EXCERPTED PASSAGE:

————————

CDK5 as a Target to Reduce Cell Death Following Ischemic Stroke

A great deal of effort goes towards methods of reducing the damage caused by ischemic stroke, the cell death in the brain that occurs in response to even a temporary loss of blood supply. Altering cellular reactions to this ischemia can greatly reduce this cell death response, and a number of different approaches to this goal have been demonstrated in mice over the years. Progress towards the clinic is, as ever, slow and uncertain, however. Ultimately what should be developed are not ways to make a stroke less traumatic, or to improve the presently all too limited degree to which recovery can take place, but rather the means to prevent stroke from occurring at all - therapies that aid in maintenance and periodic repair of the vascular system, preventing it from degenerating into a state in which stroke is possible.

Ischemic stroke is a devastating and major cause of morbidity and mortality worldwide. However, due to the narrow time window of thrombolytic therapy, new pharmacological therapeutic approaches are still necessary. Cyclin-dependent kinase 5 (CDK5) is a proline-directed serine/threonine kinase that interacts with NR2B and phosphorylates NR2B to promote ischemic neuronal death. Targeting aberrant CDK5 is neuroprotective for the neuronal loss, tauopathy, and microglial hyperreactivity induced by stroke.

————————

REQUIREMENT 1:
List the three stroke-induced problems for which, according to the passage on CDK5 and ischemic stroke, targeting aberrant CDK5 is neuroprotective.
REQUIREMENT 2:
Please answer these questions on the passage on CDK5 and ischemic stroke, one per line:
(a) In what animals have approaches to reducing stroke cell death been demonstrated?
(b) What kind of kinase is CDK5?
(c) Why are new pharmacological approaches to ischemic stroke still necessary?

(Stored data entries)
————————

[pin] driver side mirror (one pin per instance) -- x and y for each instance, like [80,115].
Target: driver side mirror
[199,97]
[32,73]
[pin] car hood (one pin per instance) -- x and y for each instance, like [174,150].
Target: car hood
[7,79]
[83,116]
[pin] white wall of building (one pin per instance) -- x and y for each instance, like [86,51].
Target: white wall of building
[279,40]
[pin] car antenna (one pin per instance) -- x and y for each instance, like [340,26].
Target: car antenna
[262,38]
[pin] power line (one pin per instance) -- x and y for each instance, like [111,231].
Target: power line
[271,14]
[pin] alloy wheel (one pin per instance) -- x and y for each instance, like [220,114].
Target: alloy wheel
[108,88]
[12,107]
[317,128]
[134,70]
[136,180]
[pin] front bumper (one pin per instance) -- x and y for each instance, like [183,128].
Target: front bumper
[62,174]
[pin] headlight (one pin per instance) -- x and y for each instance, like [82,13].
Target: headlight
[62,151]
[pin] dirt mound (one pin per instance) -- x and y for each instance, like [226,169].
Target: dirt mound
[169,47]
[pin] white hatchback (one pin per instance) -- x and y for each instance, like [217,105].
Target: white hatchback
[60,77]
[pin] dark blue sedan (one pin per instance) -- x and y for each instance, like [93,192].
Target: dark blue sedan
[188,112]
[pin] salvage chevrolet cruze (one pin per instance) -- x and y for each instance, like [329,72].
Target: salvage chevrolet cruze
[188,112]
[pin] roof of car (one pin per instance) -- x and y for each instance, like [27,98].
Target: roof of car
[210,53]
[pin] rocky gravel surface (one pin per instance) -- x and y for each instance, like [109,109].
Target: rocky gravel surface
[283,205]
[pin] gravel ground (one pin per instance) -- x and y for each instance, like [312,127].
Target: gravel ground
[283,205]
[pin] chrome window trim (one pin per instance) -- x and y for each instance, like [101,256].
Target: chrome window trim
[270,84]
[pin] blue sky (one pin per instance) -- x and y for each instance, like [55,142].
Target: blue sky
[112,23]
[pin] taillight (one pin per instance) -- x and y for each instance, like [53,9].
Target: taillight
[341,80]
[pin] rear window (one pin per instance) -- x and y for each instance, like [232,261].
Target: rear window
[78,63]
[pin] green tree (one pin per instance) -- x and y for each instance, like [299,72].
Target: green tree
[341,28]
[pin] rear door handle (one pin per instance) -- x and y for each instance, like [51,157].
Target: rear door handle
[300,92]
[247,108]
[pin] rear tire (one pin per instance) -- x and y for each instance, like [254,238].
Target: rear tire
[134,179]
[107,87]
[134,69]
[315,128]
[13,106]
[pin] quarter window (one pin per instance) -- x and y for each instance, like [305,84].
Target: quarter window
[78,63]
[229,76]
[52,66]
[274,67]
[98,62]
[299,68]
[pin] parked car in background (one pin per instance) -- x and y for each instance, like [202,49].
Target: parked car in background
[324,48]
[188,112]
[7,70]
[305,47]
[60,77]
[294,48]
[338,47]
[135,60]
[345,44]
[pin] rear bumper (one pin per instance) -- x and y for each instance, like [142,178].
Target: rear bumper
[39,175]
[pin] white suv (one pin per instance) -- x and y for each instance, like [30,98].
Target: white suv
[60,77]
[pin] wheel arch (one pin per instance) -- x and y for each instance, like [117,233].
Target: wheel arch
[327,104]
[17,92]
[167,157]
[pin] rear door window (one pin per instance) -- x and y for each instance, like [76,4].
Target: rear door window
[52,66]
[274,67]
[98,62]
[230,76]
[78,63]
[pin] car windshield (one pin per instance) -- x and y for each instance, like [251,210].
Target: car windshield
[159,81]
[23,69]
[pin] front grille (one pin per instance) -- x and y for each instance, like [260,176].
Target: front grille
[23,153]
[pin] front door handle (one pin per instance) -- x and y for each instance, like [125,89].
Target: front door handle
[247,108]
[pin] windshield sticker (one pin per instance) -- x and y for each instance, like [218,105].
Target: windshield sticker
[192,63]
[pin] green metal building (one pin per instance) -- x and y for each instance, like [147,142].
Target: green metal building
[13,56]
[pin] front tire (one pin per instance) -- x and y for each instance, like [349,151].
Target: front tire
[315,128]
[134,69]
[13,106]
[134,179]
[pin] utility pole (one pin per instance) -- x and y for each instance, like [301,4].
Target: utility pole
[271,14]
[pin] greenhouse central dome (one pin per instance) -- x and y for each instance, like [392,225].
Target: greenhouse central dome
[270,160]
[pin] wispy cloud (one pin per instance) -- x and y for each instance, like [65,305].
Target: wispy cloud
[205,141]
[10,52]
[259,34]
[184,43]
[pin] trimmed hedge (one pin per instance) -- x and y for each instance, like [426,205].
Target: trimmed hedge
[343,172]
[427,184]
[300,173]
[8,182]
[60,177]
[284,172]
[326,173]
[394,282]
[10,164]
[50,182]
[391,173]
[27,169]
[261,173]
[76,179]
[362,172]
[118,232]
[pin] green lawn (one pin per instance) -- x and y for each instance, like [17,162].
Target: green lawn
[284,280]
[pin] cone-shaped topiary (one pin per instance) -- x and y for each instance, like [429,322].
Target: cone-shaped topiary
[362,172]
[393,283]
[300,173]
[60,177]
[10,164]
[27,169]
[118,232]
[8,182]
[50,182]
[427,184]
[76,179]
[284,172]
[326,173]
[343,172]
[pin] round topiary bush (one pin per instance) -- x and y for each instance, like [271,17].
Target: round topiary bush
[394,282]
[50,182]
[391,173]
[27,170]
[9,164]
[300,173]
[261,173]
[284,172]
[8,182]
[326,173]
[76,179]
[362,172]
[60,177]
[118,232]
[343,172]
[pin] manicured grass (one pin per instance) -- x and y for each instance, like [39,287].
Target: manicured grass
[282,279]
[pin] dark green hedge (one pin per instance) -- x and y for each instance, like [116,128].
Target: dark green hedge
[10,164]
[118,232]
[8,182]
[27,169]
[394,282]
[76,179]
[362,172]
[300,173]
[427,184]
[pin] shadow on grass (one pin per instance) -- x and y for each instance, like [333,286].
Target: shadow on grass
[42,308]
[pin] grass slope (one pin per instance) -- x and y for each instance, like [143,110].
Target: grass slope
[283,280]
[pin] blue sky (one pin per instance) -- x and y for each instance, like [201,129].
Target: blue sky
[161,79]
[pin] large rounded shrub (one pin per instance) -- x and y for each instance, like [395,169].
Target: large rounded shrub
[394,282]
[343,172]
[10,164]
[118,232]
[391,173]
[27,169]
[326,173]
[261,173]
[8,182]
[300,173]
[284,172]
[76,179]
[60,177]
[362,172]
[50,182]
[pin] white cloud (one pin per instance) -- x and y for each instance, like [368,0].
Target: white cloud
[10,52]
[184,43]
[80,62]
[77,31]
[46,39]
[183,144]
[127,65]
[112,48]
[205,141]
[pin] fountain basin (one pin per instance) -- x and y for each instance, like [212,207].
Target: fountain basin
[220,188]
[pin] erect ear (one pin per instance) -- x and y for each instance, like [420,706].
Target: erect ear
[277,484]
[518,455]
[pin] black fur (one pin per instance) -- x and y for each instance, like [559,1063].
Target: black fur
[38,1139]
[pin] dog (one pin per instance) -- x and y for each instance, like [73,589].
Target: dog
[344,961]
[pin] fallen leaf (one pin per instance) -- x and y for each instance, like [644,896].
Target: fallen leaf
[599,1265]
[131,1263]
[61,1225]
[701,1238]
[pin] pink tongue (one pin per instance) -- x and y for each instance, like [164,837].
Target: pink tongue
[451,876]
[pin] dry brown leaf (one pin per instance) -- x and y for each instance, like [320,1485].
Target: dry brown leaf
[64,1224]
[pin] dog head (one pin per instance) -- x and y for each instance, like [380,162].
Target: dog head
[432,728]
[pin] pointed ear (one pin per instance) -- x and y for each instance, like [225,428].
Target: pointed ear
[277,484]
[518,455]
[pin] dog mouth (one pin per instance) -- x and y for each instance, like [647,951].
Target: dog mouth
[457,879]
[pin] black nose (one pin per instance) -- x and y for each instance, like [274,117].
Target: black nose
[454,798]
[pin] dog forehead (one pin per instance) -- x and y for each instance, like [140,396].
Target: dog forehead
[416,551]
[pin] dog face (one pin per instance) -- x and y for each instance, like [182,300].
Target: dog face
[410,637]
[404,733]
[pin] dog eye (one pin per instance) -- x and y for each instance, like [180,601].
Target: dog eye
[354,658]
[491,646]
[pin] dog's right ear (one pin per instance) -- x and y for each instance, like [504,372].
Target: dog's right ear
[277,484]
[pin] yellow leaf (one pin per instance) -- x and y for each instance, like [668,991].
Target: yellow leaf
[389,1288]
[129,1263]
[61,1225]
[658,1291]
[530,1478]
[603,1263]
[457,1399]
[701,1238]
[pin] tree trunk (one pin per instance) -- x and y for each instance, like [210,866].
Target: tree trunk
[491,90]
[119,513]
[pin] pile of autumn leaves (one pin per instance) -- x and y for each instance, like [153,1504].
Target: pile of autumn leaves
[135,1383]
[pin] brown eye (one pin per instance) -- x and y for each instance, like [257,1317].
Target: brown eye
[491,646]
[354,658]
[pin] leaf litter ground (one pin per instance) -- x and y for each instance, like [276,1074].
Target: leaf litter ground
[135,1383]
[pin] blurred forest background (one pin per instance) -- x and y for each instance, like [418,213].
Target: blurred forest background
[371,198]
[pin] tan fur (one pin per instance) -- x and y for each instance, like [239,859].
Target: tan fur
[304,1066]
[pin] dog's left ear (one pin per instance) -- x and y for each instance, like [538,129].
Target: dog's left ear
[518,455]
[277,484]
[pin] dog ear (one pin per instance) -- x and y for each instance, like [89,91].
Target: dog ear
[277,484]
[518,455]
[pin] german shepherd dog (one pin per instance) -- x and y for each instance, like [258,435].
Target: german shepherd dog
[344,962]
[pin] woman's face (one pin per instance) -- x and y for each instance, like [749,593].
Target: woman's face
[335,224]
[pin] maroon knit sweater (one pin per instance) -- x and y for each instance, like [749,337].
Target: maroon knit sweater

————————

RESPONSE 1:
Neuronal loss, tauopathy, and microglial hyperreactivity.

RESPONSE 2:
(a) Mice.
(b) A proline-directed serine/threonine kinase.
(c) Because of the narrow time window of thrombolytic therapy.